Celebrating 19 Years as Barrington’s Signature Magazine

How Our Early Buildings Shaped Us

A Journey Through Barrington’s Eclectic Building Heritage from the 1850s to the 1950s

Story by Barbara L. Benson

Sir Christopher Wren’s St. Mary the Virgin, Aldermanbury at America’s National Churchill Museum on the campus of Westminster College in Fulton, Missouri
Left: A 1793 etching of St. Mary Aldermanbury Church. Middle: The Porter Schoolhouse in the 1890s. It was a balloon frame one-room school, on Porter, now Buckley Road. (Tales of Old Barrington). Right: The Robertson House designed and built by Fred Lines is today’s Barrington’s White House. This image is from 1904. The home was built in 1898.

In the Missouri town of Fulton, there stands a church, one of 51 churches designed by an architectural icon in world history, Sir Christopher Wren. St. Mary Aldermanbury was a parish church in the City of London first mentioned in 1181, and destroyed by the Great Fire of London in 1666. (This came after the Great Plague of 1665.)

In my schooldays we sometimes learned history through pithy little verses: “In sixteen hundred and sixty-five, not a soul was left alive: In sixteen hundred and sixty-six, London burned like rotten sticks.”

Christopher Wren rebuilt St. Mary the Virgin, Aldermanbury after the fire, using Portland (Dorset) stone. In 1940, the church was gutted during the blitz, leaving only the four walls standing. Many Wren churches were destroyed or badly damaged during the blitz, including St. Paul’s Cathedral. But Wren’s legacy was infinite, and when he died in 1723, he was buried in St. Paul’s Cathedral. The Latin inscription on his gravestone translates as: “If you seek his memorial, look around you.”

In extraordinary circumstances the Wren legacy would grace the heartland of America. In 1946, Winston Churchill, at the invitation of the Trustees of Westminster College in Fulton, Missouri, gave the most consequential speech of the post Second World War period. “The Sinews of Peace” became better known as the Iron Curtain Speech. In the ensuing years distinguished men and women, on both sides of the Atlantic, supported the creation of the Sir Winston Churchill Memorial and Library in the United States in this Missouri town. By 1962, the idea had emerged that the centerpiece of this Memorial should become the restored Church of St. Mary Aldermanbury.

Scheduled for destruction, for the second time in its ancient history, the church would rise from the ruins after the painstaking work began of numbering and crating the four surviving walls of Portland stone and shipping them across the Atlantic. Westminster architects and Wren scholars, with the support of an Anglo-American fundraising campaign, accomplished its rebuilding on the plains of America. By 1968, its story and simple beauty, and its commemoration of the life of another iconic figure in world history, would draw scholars and admirers of Sir Winston Churchill to Fulton.

------------------------------------

--- Aim ---
List every person the article on Barrington's early buildings mentions by name, leaving out any name that appears only as part of a building's name.

--- Entries supplied ---
------------------------------------

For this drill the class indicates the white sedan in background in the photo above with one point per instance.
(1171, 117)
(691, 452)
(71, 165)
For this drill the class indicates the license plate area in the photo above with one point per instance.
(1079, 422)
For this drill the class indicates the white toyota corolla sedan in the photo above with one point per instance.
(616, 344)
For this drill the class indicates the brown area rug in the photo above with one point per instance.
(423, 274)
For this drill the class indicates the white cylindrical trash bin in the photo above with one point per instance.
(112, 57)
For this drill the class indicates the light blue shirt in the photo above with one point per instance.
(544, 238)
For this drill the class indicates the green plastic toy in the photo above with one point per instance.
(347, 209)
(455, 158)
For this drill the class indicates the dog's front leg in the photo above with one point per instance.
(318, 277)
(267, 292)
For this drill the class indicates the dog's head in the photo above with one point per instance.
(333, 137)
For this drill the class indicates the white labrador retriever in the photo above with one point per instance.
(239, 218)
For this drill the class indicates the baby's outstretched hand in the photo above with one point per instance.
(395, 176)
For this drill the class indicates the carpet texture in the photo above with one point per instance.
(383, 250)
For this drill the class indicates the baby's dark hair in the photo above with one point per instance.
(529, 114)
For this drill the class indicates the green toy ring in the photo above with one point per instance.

------------------------------------

--- Full output ---
- Barbara L. Benson
- Sir Christopher Wren
- Fred Lines
- Sir Winston Churchill